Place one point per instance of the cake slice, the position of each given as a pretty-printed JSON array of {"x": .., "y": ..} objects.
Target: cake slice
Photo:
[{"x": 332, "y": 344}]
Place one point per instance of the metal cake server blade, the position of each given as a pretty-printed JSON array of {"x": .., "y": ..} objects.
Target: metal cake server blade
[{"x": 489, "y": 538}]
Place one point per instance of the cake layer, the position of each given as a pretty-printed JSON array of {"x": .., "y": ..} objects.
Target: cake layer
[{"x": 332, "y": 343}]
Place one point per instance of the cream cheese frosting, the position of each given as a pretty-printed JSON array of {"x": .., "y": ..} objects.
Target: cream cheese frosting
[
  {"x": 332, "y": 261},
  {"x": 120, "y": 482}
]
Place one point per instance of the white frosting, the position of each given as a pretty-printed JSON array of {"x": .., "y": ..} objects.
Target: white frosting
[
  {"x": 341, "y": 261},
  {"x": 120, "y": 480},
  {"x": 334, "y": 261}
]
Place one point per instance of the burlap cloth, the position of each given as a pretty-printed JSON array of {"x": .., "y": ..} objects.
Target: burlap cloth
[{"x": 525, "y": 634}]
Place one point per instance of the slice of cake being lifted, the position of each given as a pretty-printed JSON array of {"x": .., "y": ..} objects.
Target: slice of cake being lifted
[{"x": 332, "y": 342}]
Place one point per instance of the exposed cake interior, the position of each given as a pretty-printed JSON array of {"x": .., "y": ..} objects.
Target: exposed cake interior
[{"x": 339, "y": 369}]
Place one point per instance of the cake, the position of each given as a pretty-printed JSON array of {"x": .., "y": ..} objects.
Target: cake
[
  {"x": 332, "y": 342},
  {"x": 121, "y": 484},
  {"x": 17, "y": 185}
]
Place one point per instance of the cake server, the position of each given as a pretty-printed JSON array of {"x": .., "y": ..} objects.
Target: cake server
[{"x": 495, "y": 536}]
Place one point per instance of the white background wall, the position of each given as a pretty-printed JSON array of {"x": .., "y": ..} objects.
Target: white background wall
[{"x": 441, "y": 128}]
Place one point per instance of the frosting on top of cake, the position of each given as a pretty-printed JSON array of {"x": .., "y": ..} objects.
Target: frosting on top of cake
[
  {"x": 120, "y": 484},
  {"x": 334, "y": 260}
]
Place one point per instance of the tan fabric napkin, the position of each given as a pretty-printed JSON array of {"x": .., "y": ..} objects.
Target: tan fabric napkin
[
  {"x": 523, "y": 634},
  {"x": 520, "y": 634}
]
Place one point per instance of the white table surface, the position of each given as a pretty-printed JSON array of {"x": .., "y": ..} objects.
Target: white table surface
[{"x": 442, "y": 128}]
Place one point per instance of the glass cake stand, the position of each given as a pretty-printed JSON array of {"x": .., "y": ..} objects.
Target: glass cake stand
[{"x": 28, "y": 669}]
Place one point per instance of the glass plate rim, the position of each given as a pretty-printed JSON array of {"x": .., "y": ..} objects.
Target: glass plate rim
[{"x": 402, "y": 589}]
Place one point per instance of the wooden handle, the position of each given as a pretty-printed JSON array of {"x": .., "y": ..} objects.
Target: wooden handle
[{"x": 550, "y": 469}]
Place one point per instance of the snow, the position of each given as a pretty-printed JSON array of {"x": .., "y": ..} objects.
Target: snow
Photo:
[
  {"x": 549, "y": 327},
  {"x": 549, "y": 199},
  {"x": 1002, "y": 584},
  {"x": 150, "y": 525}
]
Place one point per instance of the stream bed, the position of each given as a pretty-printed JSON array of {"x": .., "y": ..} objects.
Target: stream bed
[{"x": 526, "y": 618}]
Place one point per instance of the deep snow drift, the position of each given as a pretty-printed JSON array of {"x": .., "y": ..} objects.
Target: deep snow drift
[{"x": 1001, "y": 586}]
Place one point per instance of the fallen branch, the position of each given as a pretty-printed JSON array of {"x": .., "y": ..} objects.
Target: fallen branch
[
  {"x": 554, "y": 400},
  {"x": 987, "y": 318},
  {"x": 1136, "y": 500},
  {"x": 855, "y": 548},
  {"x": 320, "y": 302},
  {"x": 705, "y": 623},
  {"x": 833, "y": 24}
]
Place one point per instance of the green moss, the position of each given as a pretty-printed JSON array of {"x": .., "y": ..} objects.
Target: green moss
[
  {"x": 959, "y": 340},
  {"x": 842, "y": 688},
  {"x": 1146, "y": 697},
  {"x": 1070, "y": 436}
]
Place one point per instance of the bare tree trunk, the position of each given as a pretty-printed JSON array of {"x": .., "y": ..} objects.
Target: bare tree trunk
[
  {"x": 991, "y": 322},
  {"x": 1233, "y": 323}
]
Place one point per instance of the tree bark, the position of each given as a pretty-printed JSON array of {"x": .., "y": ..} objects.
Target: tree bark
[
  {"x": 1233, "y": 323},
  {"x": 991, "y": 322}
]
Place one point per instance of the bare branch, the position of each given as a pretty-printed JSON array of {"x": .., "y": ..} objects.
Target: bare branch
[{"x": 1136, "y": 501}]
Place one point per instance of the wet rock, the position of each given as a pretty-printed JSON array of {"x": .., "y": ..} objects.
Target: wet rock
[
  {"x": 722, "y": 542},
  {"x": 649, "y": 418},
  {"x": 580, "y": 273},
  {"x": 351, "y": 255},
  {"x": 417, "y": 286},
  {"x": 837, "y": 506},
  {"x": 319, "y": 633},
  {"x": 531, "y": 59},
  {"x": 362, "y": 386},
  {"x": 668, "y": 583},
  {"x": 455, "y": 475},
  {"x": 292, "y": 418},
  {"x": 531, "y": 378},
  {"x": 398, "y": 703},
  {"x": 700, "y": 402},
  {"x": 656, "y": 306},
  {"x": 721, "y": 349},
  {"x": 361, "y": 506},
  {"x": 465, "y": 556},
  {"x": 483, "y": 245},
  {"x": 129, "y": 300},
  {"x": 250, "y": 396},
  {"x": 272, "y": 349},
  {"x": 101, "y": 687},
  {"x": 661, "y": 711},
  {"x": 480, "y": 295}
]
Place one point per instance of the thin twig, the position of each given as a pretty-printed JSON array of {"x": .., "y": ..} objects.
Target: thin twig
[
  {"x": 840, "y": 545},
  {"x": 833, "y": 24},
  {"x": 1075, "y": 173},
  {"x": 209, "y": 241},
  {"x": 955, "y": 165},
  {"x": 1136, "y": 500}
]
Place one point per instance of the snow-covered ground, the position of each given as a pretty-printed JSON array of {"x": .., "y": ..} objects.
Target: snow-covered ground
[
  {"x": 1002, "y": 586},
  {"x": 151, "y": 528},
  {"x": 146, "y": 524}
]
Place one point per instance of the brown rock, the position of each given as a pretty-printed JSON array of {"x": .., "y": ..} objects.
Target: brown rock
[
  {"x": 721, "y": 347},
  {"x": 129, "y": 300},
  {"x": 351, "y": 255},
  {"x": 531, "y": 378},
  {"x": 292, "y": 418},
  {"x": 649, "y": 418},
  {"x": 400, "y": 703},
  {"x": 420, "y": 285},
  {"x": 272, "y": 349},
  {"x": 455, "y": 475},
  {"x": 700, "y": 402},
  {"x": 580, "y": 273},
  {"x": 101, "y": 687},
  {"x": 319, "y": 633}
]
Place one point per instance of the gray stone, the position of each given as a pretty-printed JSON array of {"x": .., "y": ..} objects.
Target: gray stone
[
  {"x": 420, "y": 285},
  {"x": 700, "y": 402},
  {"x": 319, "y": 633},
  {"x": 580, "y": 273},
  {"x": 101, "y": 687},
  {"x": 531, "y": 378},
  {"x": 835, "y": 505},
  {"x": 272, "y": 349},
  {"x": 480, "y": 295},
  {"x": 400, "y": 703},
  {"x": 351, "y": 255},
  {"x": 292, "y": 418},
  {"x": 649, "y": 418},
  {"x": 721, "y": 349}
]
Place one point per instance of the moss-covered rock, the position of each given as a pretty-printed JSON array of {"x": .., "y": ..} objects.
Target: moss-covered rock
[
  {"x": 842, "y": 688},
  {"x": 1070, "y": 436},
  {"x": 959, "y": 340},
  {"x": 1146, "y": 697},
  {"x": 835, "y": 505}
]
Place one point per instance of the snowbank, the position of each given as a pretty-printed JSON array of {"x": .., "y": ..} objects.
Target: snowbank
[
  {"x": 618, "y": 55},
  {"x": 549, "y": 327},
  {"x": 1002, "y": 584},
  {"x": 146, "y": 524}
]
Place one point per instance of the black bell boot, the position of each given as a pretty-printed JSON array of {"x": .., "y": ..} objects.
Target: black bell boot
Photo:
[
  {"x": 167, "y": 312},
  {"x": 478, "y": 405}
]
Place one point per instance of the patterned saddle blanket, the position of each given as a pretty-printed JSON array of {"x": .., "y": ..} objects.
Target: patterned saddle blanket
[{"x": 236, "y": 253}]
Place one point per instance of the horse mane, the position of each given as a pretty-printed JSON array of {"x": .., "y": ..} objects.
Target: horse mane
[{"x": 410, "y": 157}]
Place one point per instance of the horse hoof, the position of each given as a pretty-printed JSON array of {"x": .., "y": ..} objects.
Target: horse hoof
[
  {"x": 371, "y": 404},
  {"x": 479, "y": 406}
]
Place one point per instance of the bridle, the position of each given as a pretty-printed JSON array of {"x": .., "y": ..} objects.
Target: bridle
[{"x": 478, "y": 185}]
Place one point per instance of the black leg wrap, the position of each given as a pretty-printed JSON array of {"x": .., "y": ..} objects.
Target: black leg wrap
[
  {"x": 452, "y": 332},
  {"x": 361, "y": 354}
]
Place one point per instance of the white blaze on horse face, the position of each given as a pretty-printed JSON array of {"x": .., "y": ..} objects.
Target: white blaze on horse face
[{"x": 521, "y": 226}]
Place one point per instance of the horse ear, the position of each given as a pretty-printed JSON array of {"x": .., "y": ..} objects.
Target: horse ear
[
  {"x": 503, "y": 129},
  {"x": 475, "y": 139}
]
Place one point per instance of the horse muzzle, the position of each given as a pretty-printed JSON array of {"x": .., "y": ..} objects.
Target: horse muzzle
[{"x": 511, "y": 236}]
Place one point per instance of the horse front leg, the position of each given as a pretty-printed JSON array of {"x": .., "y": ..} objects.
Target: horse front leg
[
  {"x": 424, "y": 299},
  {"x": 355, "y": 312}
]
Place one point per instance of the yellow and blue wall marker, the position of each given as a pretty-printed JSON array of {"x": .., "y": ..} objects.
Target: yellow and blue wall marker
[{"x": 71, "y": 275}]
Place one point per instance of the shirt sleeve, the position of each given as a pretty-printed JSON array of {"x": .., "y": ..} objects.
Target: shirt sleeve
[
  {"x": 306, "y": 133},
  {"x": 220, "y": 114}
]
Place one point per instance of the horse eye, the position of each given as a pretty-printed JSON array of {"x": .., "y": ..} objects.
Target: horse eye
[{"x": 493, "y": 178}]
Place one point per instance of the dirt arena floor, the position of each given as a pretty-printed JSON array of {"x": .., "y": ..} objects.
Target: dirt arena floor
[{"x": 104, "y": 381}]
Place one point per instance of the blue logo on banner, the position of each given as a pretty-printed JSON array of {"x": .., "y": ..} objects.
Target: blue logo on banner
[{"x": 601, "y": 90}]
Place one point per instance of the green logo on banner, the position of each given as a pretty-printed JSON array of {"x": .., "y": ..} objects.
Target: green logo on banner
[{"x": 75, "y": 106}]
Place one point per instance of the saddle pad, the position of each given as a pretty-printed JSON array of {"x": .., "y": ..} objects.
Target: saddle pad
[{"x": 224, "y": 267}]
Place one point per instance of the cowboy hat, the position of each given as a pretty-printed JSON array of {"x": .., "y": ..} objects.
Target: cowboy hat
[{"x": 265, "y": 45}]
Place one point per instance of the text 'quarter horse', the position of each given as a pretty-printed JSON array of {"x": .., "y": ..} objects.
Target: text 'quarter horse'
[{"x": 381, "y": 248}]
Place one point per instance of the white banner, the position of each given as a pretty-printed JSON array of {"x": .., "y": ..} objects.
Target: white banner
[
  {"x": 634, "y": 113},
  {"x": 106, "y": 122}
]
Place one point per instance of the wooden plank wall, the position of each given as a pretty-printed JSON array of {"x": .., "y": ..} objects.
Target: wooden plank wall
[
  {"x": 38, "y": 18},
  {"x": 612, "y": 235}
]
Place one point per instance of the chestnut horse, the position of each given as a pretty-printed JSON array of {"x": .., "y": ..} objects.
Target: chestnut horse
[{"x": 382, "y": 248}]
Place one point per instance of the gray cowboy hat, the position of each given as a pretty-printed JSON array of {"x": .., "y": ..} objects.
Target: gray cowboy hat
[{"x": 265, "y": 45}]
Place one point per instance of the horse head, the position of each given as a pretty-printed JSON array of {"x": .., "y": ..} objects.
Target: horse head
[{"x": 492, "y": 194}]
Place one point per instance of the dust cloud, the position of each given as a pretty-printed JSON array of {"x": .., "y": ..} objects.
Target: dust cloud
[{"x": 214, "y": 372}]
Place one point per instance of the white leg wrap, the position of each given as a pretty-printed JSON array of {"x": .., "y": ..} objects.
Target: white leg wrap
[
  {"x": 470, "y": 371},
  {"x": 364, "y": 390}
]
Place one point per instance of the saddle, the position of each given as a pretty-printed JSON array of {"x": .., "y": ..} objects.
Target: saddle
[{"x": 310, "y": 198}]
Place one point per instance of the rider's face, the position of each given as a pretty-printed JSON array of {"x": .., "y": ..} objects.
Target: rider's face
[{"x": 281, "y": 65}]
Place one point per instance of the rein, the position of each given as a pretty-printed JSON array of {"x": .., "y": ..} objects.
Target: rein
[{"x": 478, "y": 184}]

• [ABOUT THIS TASK]: Line count for the string "boot": state how many lines in the data contain it, and output nothing else.

• [REPLY TO THE TASK]: 2